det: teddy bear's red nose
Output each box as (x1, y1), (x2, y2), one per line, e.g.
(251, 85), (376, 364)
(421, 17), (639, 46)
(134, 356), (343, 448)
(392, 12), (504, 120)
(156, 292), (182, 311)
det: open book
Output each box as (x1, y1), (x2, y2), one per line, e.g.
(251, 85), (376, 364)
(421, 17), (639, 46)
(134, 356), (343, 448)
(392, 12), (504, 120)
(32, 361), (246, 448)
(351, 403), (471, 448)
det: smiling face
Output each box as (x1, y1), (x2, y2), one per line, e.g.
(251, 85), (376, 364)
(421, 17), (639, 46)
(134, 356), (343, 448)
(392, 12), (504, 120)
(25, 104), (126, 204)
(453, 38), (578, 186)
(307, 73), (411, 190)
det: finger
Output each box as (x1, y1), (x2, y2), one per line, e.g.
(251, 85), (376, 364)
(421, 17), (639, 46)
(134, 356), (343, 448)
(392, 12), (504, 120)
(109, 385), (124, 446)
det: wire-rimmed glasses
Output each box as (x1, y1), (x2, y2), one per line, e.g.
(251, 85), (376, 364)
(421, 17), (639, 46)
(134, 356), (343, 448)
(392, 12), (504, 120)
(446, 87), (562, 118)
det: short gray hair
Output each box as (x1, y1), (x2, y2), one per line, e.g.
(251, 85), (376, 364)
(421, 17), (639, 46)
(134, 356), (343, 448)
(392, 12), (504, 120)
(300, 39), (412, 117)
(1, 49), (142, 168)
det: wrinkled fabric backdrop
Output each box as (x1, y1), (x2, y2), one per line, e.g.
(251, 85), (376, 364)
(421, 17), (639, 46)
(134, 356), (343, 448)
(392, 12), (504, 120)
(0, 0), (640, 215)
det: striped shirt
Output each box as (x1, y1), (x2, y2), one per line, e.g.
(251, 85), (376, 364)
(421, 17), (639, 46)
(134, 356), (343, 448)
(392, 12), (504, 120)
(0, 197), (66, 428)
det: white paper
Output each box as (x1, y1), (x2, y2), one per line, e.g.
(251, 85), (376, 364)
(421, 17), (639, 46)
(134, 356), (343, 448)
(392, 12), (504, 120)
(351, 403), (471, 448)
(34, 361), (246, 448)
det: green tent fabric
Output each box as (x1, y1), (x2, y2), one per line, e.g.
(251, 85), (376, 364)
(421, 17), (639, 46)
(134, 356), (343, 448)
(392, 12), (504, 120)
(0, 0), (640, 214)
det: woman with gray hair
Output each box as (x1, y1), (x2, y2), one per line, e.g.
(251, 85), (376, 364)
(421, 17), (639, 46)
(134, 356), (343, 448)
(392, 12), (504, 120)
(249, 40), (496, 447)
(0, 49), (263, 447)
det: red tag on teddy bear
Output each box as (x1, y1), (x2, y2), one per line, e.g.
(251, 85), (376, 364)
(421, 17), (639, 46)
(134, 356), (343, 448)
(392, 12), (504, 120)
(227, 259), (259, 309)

**Short task**
Recast the stretch of the records above from the line containing "det: smiling face" through the line containing "(0, 0), (640, 215)", both included, as a Markdown table with the columns Row and Line. Row holds the row number and Line holds the line itself. Leave out blank lines.

**Task result**
| Row | Line |
|---|---|
| 1 | det: smiling face |
| 2 | Output each box as (x1, y1), (x2, y2), one per line, e.g. |
| 3 | (251, 85), (376, 364) |
| 4 | (421, 17), (639, 46) |
| 5 | (134, 356), (343, 448) |
| 6 | (392, 12), (504, 120) |
| 7 | (25, 104), (126, 204) |
| 8 | (453, 38), (578, 186) |
| 9 | (307, 73), (411, 190) |
| 10 | det: finger |
| 11 | Output each box as (x1, y1), (x2, y2), one per line, e.g. |
| 12 | (251, 85), (376, 364) |
| 13 | (421, 17), (639, 46) |
| 14 | (134, 356), (343, 448) |
| 15 | (392, 12), (504, 120) |
| 16 | (109, 385), (124, 446) |
| 17 | det: wire-rimmed glasses |
| 18 | Output each box as (x1, y1), (x2, y2), one per line, e.g. |
| 19 | (251, 85), (376, 364) |
| 20 | (421, 17), (639, 46) |
| 21 | (134, 356), (343, 448) |
| 22 | (392, 12), (504, 120) |
| 23 | (446, 87), (562, 118) |
| 24 | det: short gray hair |
| 25 | Output each box as (x1, y1), (x2, y2), one per line, e.g. |
| 26 | (251, 85), (376, 364) |
| 27 | (421, 17), (639, 46) |
| 28 | (134, 356), (343, 448) |
| 29 | (392, 12), (504, 120) |
| 30 | (300, 39), (412, 117) |
| 31 | (1, 49), (142, 168) |
| 32 | det: wrinkled fabric backdrop |
| 33 | Output each box as (x1, y1), (x2, y2), one per line, e.g. |
| 34 | (251, 85), (376, 364) |
| 35 | (421, 17), (639, 46) |
| 36 | (134, 356), (343, 448) |
| 37 | (392, 12), (504, 120) |
| 38 | (0, 0), (640, 215) |